Dataset items
# # # # #

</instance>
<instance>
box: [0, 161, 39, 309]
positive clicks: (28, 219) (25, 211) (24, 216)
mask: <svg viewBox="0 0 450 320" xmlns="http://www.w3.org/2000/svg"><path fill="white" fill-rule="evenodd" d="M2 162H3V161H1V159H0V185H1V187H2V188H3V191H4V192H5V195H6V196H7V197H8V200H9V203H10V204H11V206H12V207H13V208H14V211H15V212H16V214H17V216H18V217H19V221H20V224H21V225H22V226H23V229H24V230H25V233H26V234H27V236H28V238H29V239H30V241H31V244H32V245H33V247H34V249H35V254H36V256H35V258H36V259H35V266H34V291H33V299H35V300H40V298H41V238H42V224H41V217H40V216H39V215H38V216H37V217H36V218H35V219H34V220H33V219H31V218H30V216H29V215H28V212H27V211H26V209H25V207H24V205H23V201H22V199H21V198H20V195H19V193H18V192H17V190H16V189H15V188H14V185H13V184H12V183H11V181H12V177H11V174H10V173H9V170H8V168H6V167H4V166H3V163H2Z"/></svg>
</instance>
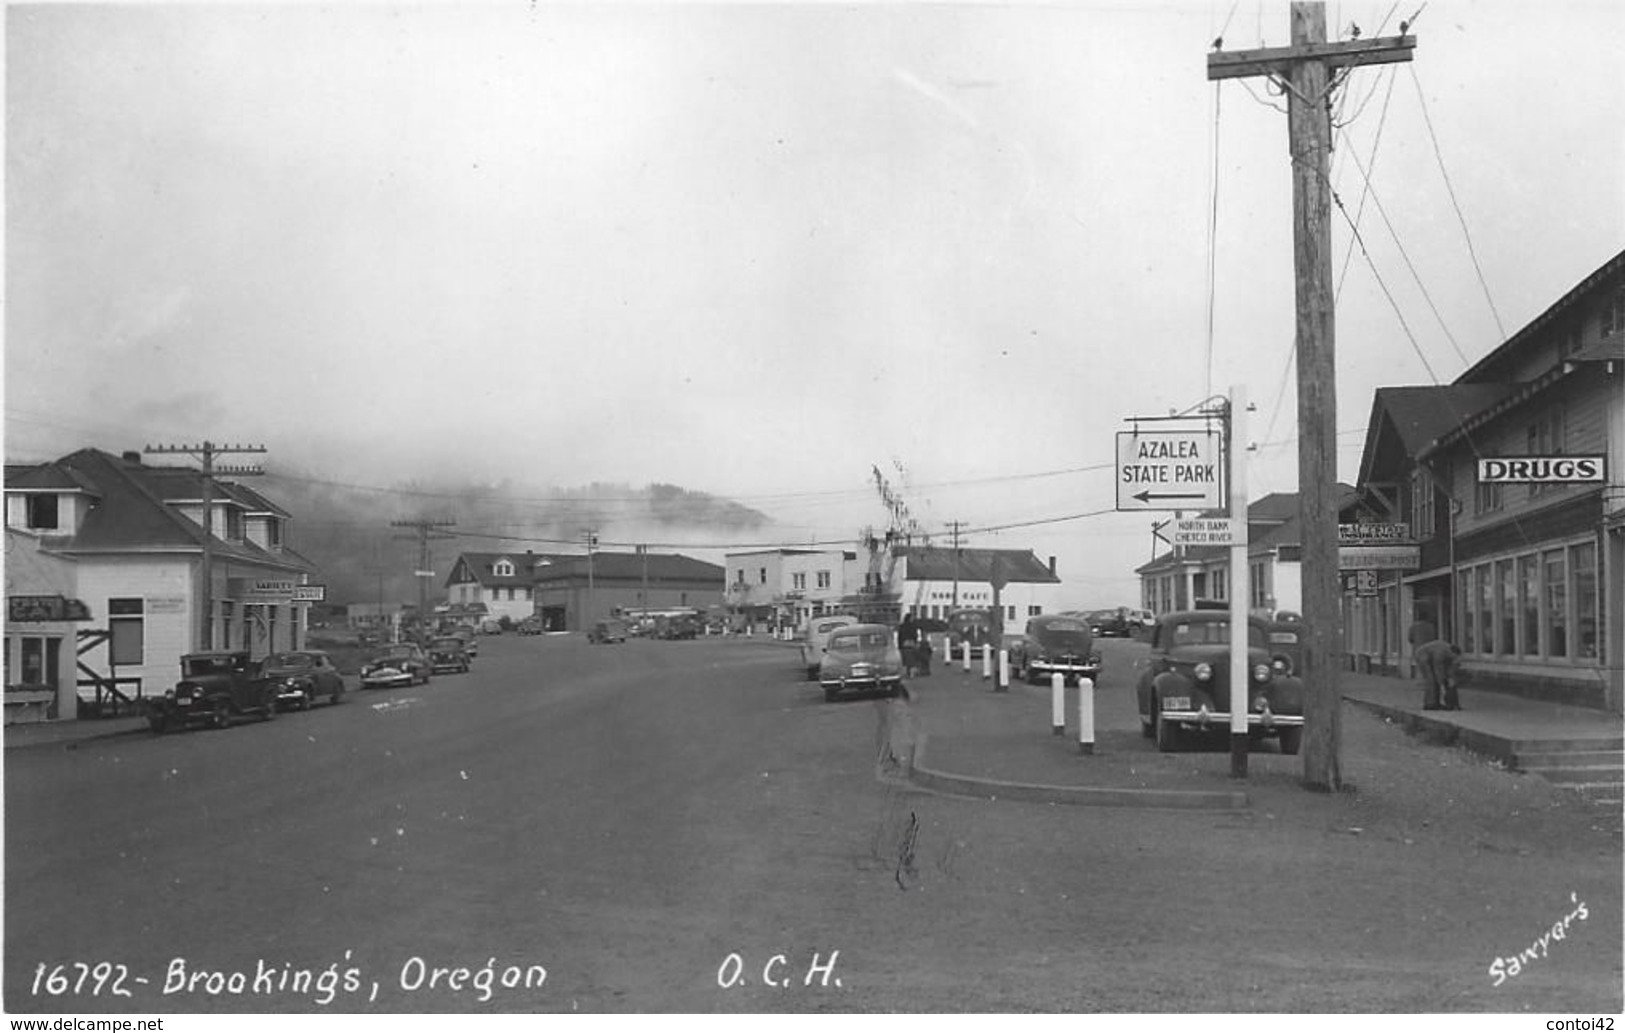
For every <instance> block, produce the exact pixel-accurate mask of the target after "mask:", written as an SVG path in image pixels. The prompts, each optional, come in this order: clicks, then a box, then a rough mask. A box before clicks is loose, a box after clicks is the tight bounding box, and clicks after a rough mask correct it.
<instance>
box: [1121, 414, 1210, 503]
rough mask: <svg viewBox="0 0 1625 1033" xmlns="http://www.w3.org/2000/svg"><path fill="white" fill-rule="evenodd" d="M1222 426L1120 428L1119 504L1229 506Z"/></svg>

# # # # #

[Brief]
Would you output the data exactly, without any of its images?

[Task answer]
</instance>
<instance>
box: [0, 161, 39, 309]
positive clicks: (28, 219) (25, 211) (24, 216)
mask: <svg viewBox="0 0 450 320" xmlns="http://www.w3.org/2000/svg"><path fill="white" fill-rule="evenodd" d="M2 162H3V161H1V159H0V185H1V187H2V188H3V191H4V192H5V195H6V196H7V197H8V200H9V203H10V204H11V206H12V207H13V208H14V211H15V212H16V214H17V216H18V217H19V221H20V224H21V225H22V226H23V229H24V230H25V233H26V234H27V236H28V238H29V239H30V241H31V244H32V245H33V247H34V249H35V254H36V256H35V258H36V259H35V266H34V291H33V299H35V300H40V298H41V238H42V224H41V217H40V216H39V215H38V216H37V217H36V218H35V219H34V220H33V219H31V218H30V216H29V215H28V212H27V211H26V209H25V207H24V205H23V201H22V199H21V198H20V195H19V193H18V192H17V190H16V189H15V188H14V185H13V184H12V183H11V181H12V177H11V174H10V173H9V170H8V168H6V167H4V166H3V163H2Z"/></svg>
</instance>
For every <instance> block, produce the exact pixel-accurate mask of the target after "mask:", written as an SVG path in image pixels. The prompts, each optional, come in this order: clicks, then a box, then a rough mask. A box before clicks is loose, a box after clicks is the tight bounding box, and clicks after a rough mask correct it.
<instance>
box: [1121, 414, 1210, 503]
rough mask: <svg viewBox="0 0 1625 1033" xmlns="http://www.w3.org/2000/svg"><path fill="white" fill-rule="evenodd" d="M1222 426L1120 428L1119 504L1229 506Z"/></svg>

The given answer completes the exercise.